> Work item
Print the line where "Locate the car's shadow" occurs and every line that follows it in the data below, ending with the last line, precisely as written.

*** Opening Exercise materials ***

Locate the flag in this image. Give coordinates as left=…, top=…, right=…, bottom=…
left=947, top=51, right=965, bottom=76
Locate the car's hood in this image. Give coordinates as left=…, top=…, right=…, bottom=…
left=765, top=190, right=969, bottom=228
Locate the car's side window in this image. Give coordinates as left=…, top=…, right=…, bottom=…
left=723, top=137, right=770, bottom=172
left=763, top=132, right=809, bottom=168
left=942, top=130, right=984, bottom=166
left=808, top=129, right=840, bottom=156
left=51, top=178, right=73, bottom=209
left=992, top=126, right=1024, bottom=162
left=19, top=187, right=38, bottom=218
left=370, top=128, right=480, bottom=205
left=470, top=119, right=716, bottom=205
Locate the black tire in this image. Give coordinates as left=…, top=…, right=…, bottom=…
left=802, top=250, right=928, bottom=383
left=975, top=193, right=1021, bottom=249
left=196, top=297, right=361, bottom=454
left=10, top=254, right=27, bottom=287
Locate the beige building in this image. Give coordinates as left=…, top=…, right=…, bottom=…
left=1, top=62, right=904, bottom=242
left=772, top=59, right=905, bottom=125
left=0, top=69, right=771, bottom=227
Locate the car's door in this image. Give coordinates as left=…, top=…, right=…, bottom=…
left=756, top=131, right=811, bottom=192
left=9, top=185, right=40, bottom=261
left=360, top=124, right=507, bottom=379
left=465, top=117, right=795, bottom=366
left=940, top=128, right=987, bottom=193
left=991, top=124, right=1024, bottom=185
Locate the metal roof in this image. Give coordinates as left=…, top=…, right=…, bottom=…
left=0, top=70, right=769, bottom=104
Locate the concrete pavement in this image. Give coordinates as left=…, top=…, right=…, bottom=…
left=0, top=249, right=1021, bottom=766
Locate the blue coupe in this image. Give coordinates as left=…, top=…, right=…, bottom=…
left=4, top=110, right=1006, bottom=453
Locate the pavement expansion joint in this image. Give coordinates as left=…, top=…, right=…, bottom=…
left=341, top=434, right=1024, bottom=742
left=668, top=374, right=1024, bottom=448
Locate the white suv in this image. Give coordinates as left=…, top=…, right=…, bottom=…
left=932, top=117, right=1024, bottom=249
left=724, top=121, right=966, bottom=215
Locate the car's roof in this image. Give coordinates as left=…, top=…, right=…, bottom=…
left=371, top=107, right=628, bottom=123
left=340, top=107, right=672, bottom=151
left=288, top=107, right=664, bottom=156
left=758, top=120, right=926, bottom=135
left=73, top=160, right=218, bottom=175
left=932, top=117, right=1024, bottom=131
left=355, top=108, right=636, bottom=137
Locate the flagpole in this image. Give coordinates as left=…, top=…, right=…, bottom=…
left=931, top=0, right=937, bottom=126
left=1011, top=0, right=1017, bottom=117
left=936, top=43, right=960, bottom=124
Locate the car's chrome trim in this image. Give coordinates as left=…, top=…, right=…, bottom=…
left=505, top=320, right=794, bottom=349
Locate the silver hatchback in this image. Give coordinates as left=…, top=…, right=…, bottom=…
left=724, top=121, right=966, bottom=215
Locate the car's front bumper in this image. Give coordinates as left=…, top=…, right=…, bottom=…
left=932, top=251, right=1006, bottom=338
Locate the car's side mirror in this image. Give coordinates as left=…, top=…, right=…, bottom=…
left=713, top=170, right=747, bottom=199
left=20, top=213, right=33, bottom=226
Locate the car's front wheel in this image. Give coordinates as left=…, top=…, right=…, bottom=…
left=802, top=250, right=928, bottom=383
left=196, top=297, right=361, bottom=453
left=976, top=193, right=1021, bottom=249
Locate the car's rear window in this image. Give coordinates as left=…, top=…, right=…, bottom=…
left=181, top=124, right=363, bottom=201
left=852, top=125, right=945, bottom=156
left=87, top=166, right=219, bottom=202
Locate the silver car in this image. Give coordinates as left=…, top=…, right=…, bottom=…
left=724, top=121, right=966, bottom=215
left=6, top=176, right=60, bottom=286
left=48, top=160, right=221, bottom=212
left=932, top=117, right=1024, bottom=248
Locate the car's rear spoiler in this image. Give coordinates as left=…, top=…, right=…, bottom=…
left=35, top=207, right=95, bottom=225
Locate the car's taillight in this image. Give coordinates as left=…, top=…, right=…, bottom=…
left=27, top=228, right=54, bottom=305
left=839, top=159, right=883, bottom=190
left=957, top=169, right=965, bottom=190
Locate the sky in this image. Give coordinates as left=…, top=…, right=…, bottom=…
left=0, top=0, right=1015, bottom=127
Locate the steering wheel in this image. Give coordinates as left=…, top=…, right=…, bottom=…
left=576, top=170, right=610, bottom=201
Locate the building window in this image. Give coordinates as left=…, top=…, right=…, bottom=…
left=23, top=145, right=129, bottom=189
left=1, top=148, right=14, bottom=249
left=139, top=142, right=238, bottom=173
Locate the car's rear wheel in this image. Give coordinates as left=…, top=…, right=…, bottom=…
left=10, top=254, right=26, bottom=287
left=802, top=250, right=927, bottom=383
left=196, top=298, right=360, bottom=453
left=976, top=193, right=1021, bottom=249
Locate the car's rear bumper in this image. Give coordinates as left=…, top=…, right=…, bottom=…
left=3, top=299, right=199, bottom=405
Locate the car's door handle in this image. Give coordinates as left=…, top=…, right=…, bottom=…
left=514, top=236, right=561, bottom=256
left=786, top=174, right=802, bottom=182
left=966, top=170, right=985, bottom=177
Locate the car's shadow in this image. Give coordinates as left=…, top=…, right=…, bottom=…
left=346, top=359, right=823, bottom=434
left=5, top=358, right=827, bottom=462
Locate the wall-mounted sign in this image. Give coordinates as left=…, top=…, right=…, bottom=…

*** Closing Exercise materials ***

> Your response
Locate the car's shadow in this image. Give coordinates as left=…, top=…, right=…, bottom=…
left=346, top=359, right=823, bottom=434
left=5, top=358, right=827, bottom=462
Locate the wall-mounted sign in this image. Give coordinates as left=…, top=…, right=…, bottom=…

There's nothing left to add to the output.